Please go through the records below and return every line holding the word "vent".

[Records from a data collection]

*-*-*

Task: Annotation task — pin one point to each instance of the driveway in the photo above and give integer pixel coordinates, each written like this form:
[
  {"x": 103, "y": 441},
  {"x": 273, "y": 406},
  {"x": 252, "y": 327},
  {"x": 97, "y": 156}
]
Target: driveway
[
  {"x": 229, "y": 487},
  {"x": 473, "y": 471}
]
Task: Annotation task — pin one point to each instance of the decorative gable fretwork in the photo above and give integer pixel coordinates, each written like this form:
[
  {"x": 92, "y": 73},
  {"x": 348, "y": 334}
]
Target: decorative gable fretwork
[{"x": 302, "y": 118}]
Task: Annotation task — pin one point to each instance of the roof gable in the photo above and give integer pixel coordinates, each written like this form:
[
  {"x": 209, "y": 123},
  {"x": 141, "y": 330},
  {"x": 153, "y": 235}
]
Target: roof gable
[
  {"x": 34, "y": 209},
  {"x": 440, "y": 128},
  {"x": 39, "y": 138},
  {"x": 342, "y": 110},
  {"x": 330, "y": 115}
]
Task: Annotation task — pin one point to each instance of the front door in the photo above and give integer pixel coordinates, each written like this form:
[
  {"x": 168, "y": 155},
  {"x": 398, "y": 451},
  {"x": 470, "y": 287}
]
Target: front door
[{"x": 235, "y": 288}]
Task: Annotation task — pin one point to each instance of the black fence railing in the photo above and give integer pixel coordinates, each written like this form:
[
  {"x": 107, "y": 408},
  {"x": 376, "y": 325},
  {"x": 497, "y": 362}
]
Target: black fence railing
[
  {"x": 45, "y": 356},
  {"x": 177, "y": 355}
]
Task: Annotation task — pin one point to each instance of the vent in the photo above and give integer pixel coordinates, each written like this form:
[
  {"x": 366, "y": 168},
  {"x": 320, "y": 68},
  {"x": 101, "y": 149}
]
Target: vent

*-*-*

■ TASK SOLUTION
Task: Annotation task — pin one point to each instance of the vent in the photo above and give integer pixel coordinates, each written like this form:
Target: vent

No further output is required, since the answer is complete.